• [EXERCISE AIM]:
Give back exactly the lines that run from the line containing "Report the location of every instance of the rooftop observation" through the end of the listing below. Leave out every other line.

(Records from a data collection)
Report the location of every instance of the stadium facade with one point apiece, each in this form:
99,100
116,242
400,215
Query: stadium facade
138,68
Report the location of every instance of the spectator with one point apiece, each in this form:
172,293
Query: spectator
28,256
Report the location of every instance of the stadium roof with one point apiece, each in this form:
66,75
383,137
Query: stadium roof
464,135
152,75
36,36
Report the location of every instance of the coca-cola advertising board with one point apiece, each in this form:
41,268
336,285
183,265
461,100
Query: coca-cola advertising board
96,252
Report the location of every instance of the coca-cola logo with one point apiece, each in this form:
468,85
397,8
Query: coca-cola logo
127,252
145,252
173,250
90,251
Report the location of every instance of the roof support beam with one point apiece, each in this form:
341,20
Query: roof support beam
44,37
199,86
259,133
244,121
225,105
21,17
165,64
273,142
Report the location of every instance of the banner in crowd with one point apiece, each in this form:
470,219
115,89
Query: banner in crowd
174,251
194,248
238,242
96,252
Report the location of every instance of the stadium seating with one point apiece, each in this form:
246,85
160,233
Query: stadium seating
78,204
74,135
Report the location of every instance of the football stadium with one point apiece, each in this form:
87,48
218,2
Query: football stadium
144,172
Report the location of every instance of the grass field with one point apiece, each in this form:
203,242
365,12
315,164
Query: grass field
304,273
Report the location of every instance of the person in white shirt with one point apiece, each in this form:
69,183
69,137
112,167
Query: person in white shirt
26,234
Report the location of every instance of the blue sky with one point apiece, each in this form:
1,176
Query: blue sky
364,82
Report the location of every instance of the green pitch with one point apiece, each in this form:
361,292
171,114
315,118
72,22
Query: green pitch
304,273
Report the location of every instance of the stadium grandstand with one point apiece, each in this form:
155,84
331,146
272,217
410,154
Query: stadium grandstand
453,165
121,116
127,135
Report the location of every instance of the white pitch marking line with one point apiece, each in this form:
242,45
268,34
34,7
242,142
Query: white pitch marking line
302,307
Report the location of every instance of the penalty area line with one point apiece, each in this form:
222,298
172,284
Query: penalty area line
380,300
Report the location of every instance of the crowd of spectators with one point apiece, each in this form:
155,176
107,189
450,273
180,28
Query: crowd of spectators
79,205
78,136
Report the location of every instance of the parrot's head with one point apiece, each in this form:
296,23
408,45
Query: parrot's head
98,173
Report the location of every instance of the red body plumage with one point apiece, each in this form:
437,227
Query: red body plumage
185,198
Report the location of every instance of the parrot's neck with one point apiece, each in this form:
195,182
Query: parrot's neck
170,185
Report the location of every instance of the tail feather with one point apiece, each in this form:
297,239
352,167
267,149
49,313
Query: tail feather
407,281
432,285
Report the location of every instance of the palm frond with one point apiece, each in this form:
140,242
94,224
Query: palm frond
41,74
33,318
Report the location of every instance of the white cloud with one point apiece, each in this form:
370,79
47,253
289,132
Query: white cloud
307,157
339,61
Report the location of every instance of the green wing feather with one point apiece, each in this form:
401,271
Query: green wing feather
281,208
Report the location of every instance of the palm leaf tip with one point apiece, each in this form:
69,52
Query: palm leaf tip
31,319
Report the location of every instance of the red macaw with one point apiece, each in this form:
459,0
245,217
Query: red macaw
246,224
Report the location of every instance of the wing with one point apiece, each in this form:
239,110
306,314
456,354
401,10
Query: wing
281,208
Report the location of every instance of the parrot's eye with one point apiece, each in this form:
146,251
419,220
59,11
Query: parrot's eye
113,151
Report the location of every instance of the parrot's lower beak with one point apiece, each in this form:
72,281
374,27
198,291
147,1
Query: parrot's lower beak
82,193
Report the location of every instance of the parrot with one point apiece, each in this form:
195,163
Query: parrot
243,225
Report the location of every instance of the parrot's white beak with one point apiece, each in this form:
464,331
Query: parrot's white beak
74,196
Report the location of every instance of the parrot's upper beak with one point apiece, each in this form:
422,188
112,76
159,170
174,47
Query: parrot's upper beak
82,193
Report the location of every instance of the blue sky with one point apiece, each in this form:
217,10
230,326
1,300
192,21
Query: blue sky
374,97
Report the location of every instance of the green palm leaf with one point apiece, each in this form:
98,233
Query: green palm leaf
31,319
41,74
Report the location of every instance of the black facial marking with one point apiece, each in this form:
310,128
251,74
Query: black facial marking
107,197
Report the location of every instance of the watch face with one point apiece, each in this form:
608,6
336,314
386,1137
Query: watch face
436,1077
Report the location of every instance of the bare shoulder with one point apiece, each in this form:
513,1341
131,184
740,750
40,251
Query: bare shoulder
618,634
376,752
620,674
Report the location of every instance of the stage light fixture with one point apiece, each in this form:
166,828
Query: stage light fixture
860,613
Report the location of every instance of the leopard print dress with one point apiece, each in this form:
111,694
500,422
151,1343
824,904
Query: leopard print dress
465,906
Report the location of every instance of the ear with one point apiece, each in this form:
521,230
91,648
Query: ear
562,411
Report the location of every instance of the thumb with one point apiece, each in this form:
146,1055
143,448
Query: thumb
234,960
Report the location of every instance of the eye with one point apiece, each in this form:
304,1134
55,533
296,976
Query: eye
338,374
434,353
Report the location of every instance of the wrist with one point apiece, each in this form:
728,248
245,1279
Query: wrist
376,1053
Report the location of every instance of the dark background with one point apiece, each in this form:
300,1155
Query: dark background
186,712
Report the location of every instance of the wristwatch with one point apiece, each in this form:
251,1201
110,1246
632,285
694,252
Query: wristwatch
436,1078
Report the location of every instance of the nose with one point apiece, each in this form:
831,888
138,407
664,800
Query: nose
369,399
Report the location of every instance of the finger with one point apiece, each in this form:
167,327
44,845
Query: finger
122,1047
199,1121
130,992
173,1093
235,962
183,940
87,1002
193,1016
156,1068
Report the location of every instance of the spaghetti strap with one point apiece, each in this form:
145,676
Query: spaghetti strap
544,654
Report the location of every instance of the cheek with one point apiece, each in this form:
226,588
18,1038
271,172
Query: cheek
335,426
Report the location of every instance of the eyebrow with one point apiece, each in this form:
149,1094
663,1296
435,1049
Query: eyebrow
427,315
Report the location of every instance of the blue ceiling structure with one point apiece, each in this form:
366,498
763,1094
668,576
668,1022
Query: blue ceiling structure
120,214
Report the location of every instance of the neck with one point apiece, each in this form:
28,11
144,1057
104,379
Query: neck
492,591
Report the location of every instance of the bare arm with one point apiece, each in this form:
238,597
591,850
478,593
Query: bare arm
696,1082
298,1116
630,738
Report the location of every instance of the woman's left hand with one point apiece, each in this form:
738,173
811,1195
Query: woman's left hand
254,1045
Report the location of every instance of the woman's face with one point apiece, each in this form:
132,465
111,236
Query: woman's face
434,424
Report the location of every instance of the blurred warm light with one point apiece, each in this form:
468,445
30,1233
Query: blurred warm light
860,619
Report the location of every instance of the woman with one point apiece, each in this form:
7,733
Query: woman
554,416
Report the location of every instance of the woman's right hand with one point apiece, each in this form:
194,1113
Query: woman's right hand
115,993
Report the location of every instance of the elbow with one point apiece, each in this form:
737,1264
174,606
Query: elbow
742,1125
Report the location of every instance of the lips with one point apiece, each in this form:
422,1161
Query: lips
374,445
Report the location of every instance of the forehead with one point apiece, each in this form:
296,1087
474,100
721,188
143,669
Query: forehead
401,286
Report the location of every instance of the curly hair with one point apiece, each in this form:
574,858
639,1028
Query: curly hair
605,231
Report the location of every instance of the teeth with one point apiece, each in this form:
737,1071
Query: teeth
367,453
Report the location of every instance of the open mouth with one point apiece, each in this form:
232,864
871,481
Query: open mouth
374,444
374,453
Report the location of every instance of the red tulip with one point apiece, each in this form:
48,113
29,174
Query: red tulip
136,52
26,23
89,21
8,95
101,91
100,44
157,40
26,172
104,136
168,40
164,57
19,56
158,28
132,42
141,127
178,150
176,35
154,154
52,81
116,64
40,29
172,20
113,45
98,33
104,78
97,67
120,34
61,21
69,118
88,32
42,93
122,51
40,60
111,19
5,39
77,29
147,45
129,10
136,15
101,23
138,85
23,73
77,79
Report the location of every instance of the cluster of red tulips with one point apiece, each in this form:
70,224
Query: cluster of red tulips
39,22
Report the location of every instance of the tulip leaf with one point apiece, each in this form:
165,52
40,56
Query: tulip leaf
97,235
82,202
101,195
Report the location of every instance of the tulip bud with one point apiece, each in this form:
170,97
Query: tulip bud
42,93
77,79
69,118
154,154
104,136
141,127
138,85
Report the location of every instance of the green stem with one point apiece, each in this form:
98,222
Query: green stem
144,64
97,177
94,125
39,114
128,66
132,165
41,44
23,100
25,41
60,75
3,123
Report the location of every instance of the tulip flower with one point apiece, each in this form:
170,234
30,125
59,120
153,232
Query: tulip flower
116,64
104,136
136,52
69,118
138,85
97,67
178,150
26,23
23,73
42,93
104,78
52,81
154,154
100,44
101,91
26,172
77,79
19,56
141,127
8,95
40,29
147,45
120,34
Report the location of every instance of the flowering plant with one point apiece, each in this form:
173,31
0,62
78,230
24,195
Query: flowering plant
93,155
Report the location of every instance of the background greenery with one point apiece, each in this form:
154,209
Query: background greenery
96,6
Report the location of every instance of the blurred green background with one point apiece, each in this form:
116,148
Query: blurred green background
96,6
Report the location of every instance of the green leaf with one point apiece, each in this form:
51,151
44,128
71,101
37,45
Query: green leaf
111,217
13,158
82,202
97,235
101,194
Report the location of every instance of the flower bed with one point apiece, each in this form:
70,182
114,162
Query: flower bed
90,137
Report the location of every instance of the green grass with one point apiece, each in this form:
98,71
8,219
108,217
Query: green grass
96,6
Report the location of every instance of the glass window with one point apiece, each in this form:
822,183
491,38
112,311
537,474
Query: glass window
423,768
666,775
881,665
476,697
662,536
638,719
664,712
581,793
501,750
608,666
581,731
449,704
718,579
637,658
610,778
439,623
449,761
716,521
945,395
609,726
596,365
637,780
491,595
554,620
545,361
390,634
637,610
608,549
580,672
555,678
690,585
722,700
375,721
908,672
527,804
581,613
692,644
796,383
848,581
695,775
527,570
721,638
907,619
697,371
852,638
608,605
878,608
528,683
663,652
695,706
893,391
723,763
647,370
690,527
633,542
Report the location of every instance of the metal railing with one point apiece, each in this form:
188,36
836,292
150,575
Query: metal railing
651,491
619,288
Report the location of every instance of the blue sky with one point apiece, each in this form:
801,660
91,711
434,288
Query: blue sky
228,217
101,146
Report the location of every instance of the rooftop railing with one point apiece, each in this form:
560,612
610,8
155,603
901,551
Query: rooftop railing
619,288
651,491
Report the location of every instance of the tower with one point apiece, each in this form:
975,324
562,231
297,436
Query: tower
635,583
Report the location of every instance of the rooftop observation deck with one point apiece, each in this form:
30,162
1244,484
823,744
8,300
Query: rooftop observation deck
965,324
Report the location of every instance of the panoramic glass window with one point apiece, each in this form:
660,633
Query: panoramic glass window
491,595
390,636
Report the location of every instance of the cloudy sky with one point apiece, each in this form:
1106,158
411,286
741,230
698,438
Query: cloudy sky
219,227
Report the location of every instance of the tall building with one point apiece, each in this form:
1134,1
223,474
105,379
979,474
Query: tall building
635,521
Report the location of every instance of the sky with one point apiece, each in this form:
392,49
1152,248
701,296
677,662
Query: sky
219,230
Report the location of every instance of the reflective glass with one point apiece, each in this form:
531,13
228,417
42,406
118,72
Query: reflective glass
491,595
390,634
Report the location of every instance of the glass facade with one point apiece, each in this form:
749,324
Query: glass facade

• [OUTPUT BELOW]:
Report the location of every instance of the rooftop observation deck with one point apiece, each in this form:
30,162
1244,484
823,744
8,300
Query: rooftop observation deck
965,324
Report the location of every instance of the panoramic glass window with one point apiece, each in this form:
660,633
Query: panoramic glass window
491,595
390,636
Report the location of every instance of the cloudy sky with one point apiece, each in this form:
1106,158
411,286
741,230
698,438
Query: cloudy sky
219,227
Report the location of every instance of the tall building with one point apiece, each in this form:
1134,1
223,474
105,379
979,474
Query: tall building
635,521
Report the location of every instance of the sky with one point apiece, each in this form:
392,49
1152,248
701,296
677,662
Query: sky
219,230
Report the location of every instance of the reflective glass with one point apiece, each in this form:
531,13
228,417
42,406
118,72
Query: reflective glass
491,595
390,634
Report the location of every instance of the glass facade with one point apiece, each in this form:
749,324
Query: glass facade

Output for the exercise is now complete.